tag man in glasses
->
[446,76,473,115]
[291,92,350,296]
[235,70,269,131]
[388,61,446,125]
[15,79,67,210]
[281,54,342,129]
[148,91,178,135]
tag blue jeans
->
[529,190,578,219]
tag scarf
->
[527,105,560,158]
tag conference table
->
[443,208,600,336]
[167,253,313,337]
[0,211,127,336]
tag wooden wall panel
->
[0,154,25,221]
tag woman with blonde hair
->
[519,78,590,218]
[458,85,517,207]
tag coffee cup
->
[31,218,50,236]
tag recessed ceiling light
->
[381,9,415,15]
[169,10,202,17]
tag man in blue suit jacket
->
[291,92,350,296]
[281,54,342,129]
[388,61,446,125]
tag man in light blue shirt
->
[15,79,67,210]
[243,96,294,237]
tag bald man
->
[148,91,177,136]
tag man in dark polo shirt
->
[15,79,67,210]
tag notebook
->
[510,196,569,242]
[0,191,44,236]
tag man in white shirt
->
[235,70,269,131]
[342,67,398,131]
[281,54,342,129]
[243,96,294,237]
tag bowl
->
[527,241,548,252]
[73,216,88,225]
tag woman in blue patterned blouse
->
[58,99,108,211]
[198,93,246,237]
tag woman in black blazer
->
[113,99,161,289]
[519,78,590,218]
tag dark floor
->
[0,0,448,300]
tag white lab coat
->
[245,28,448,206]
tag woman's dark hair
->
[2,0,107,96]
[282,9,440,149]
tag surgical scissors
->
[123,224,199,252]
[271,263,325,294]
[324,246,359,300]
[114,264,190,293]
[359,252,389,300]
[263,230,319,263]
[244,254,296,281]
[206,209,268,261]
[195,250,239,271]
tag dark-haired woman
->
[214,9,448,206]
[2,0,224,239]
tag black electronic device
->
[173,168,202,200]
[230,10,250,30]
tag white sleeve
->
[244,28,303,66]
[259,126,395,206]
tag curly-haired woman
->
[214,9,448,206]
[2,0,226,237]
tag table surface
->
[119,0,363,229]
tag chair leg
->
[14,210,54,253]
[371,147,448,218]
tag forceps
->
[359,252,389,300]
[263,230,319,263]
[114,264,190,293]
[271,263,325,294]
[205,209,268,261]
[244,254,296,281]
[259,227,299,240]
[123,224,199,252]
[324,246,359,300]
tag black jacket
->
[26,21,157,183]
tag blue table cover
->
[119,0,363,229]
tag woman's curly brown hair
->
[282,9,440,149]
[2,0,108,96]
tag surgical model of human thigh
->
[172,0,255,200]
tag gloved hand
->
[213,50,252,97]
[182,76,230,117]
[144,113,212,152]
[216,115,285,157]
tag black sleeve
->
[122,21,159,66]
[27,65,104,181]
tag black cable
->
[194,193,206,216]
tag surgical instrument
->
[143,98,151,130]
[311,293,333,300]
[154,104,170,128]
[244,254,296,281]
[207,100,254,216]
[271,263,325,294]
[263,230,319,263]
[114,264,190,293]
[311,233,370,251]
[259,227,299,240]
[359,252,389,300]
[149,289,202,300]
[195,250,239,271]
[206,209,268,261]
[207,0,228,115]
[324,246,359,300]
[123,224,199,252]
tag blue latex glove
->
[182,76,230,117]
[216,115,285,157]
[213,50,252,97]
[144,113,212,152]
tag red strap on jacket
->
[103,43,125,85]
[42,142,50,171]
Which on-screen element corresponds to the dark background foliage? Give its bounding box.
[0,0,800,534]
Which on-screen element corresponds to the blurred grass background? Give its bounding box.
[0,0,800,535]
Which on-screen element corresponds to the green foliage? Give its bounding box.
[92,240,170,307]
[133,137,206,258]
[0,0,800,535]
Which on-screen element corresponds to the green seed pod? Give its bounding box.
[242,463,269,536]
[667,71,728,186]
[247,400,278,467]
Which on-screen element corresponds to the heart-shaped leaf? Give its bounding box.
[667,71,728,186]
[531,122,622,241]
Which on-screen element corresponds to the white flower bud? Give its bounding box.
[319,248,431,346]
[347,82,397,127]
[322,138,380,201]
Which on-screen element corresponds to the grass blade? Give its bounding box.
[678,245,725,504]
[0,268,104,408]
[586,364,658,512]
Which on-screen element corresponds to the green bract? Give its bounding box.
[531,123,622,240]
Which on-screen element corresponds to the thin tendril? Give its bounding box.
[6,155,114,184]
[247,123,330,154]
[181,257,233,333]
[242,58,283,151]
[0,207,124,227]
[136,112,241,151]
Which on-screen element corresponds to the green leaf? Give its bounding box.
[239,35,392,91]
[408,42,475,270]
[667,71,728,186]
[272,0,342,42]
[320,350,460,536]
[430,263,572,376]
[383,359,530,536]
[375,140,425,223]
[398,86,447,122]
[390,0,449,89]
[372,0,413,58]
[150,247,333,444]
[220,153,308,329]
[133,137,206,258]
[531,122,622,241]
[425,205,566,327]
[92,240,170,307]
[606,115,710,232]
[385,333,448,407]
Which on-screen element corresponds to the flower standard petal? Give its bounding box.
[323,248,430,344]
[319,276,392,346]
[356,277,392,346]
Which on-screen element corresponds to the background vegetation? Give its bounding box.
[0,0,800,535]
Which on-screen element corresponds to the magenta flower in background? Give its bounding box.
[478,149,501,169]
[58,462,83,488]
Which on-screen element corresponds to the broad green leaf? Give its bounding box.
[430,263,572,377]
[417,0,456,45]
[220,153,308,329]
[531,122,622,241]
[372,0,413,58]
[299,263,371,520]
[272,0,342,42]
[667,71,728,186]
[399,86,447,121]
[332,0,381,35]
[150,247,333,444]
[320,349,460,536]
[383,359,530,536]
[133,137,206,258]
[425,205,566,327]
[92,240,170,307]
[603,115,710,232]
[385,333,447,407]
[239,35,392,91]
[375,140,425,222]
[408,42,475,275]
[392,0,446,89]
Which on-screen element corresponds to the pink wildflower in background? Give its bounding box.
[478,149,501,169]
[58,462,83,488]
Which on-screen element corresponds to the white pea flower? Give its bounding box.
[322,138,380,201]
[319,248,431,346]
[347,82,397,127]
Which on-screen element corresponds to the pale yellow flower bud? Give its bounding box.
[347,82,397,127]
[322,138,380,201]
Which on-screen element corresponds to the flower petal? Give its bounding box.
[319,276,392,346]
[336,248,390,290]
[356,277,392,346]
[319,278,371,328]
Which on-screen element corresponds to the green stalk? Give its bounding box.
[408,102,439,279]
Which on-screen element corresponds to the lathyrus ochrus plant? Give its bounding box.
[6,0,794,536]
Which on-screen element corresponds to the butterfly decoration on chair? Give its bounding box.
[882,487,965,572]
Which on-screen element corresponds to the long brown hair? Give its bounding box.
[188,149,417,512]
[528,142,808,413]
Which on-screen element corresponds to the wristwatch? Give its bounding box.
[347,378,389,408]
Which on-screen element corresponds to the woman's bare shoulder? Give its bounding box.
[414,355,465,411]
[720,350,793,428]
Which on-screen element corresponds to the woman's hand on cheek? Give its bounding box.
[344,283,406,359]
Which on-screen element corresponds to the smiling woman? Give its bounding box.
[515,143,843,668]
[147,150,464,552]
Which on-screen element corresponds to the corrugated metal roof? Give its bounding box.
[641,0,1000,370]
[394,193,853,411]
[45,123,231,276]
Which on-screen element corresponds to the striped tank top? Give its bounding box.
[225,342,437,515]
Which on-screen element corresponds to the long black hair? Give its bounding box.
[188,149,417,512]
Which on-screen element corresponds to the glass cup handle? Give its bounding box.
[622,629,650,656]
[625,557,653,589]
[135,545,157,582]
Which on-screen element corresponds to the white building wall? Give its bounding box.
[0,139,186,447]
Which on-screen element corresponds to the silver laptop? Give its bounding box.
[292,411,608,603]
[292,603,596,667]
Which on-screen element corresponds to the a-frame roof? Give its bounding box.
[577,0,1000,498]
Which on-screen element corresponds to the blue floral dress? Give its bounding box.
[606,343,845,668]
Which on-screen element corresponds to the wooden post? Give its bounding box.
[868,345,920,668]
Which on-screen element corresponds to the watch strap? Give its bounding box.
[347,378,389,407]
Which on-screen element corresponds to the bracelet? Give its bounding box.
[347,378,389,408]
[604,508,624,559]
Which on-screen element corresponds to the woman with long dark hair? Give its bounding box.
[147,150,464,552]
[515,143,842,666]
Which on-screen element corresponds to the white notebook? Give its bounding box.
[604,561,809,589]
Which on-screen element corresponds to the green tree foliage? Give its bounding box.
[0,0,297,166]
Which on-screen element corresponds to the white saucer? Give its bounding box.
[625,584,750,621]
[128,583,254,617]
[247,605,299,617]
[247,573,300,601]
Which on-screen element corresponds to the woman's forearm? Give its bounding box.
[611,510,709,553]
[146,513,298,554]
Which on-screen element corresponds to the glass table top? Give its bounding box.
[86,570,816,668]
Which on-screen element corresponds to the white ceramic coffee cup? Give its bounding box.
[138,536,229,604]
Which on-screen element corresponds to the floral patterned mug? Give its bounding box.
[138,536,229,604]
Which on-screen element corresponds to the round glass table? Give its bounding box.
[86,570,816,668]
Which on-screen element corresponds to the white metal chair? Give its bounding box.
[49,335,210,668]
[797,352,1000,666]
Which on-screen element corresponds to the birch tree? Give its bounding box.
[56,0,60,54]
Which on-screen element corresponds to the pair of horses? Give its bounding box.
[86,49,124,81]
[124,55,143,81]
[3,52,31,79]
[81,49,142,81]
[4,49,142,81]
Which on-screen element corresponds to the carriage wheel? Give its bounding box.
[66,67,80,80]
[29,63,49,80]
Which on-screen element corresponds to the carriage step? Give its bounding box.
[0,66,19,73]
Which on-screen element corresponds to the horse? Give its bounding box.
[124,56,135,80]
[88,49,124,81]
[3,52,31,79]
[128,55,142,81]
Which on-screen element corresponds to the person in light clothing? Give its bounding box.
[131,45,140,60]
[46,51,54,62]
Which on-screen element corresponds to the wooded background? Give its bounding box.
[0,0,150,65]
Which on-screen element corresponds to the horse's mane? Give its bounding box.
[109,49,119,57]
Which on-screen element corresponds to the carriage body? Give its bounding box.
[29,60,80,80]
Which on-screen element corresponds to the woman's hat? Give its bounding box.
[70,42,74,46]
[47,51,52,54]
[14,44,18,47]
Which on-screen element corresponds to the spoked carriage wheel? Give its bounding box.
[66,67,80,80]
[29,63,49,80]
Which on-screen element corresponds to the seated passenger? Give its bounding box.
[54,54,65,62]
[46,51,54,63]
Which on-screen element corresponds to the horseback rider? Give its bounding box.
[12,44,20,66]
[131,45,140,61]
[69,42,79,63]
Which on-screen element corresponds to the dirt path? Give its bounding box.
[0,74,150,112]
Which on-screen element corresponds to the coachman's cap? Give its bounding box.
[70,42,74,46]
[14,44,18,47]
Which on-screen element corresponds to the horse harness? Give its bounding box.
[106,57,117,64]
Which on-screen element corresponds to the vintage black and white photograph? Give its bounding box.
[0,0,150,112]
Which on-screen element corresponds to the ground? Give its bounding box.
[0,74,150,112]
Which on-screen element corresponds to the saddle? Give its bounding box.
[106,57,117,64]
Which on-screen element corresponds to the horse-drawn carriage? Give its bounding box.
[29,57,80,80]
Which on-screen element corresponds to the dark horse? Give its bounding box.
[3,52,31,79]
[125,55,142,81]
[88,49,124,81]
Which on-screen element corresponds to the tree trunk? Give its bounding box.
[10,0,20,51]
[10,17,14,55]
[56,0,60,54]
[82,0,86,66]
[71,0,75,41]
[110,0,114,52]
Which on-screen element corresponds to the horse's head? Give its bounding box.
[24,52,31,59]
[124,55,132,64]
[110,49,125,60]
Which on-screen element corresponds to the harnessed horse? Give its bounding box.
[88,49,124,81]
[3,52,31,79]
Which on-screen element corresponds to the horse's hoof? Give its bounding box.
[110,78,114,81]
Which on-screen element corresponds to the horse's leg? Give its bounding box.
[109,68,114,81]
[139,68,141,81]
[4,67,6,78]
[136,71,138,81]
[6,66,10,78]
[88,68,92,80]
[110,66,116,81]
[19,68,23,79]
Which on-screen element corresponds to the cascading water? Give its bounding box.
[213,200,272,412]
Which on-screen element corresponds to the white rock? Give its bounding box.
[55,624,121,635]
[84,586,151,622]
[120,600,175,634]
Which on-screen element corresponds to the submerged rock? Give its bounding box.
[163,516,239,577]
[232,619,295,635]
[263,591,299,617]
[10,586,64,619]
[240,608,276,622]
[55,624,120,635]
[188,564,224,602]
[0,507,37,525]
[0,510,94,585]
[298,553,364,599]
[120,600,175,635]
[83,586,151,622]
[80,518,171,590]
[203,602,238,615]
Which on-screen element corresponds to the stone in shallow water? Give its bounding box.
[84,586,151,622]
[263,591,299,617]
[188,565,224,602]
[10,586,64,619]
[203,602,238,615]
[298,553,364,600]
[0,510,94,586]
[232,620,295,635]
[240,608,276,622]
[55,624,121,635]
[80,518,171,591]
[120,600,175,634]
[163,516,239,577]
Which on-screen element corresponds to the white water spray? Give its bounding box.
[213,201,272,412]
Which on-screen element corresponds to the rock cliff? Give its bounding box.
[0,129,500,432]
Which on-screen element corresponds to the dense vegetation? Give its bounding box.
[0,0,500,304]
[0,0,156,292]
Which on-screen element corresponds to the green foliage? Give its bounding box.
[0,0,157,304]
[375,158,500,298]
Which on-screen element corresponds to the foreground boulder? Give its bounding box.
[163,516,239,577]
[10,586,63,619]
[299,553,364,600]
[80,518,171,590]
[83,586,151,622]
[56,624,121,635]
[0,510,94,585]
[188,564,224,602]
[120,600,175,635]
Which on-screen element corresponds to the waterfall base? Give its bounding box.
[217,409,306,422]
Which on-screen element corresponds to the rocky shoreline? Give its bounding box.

- - -

● **INSTRUCCIONES DE LA TAREA**
Empezando por la línea que contiene "tag woman in black blazer" y siguiendo hasta la línea que contiene "[371,147,448,218]", ambas incluidas, reescribe esas líneas sustituyendo "white" por "pale" y sin cambiar nada más.

● **RESPUESTA**
tag woman in black blazer
->
[113,99,161,289]
[519,78,590,218]
tag dark floor
->
[0,0,448,300]
tag pale lab coat
->
[245,28,448,206]
tag woman's dark hair
->
[2,0,107,96]
[282,9,440,149]
tag surgical scissors
->
[123,224,199,252]
[271,263,325,294]
[324,246,359,300]
[114,264,190,293]
[359,252,389,300]
[263,230,319,263]
[244,254,296,281]
[206,209,268,261]
[195,250,239,271]
tag dark-haired woman
->
[214,9,448,206]
[2,0,224,239]
tag black electronic device
->
[173,168,202,200]
[230,10,250,30]
tag pale sleeve
->
[244,28,303,66]
[259,126,395,206]
tag curly-haired woman
->
[214,9,448,206]
[2,0,226,237]
tag table surface
->
[119,0,363,229]
tag chair leg
->
[14,210,54,253]
[371,147,448,218]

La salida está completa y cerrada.